* **To do**
This exercise requires an exact output of the listing, images omitted.

* **Task material**
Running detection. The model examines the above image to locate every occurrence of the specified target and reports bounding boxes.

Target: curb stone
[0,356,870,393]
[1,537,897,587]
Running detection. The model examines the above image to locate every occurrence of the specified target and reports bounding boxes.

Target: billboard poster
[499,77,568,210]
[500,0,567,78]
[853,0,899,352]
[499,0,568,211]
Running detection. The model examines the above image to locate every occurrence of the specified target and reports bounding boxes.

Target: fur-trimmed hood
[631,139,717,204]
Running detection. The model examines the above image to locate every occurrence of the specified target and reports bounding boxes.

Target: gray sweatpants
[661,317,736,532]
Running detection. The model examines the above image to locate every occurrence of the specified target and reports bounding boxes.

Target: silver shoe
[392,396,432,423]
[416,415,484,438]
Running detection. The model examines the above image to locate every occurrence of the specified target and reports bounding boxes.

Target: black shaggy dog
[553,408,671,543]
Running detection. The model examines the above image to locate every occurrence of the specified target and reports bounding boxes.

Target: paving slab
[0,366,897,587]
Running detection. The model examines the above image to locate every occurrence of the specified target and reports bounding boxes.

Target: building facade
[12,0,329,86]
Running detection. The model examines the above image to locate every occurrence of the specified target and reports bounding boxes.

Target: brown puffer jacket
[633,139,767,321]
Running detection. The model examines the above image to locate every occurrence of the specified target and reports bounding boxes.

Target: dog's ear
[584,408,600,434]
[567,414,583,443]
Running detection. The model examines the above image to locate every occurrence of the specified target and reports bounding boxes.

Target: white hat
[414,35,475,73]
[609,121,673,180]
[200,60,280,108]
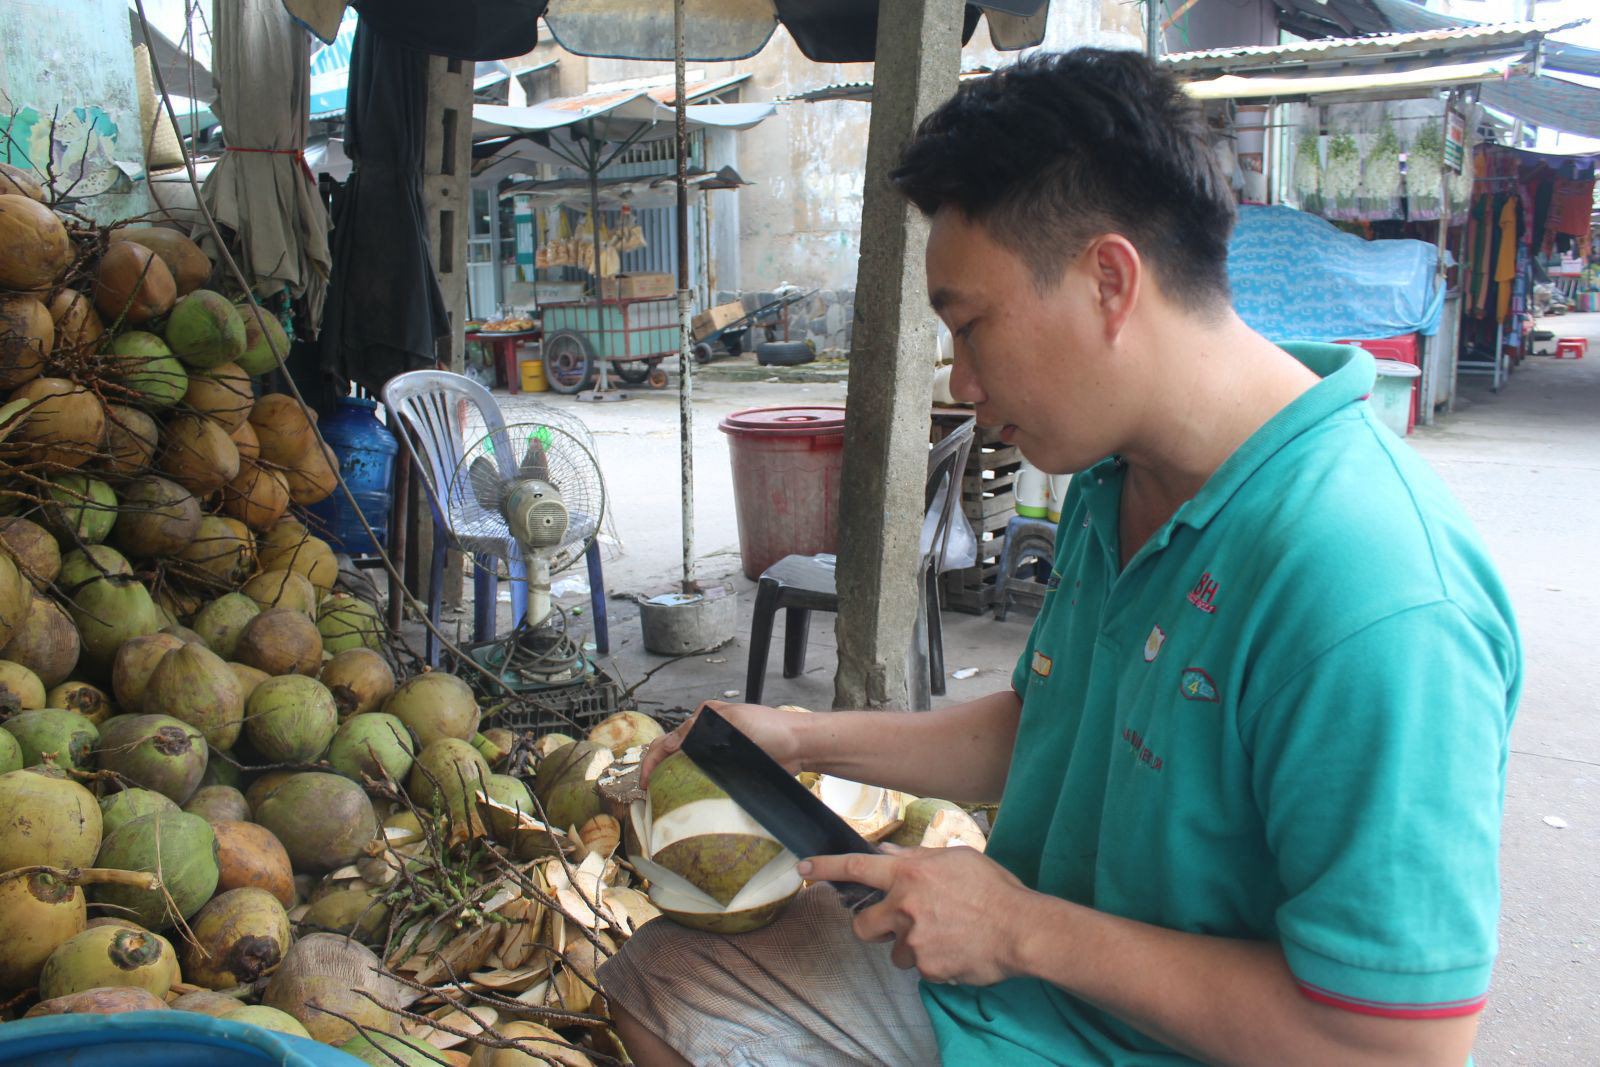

* **Completed exercise**
Running detection. The model examines the above image to locate every occurrence of the specified target and reports bounding boxes.

Target: curb stone
[0,356,870,393]
[1,537,897,587]
Running detection. The model examines the above image to locate every occurrence of the specified target and reports bounding boxes.

Target: billboard poster
[499,77,568,210]
[500,0,567,78]
[853,0,899,352]
[499,0,568,211]
Running detection. The model examines the above image to locate every occurrence of the specified target and reports bounding boxes.

Target: fur-trimmed hood
[631,139,717,204]
Running detection. The model examines the above image to locate every occurrence of the specified target and reports bounding boxes.

Target: gray sweatpants
[661,317,736,532]
Running detection. The model examines the above image to locate every occurrence of the specified target and reports bounding boxes.

Target: silver shoe
[392,396,432,423]
[416,415,484,438]
Running detection. The model examines the above image to locate every occurrence of the specified target and reports bounding boxes.

Target: black shaggy dog
[553,408,671,543]
Running detection. The model examines the above image to locate every occurrence of the specified target and reports bounding boxes.

Target: paving slab
[0,366,897,587]
Running detection. The model examines the above image to locate every occurrence of the specified target and reports bounding boxes.

Target: building facade
[12,0,329,86]
Running detection. The model examines the above image to locate every occurrence of the specified target and reports bounding boxes.

Target: brown puffer jacket
[633,139,767,321]
Running detection. The model examines the above image to locate every occurrence of the specified target and reports bounding boxes.

Target: dog's ear
[584,408,600,434]
[567,414,583,443]
Running detection. The model examines the above image to locate every occurrence of the specified target and reports bounding boxes.

Target: white hat
[414,35,475,73]
[609,121,673,180]
[200,60,280,108]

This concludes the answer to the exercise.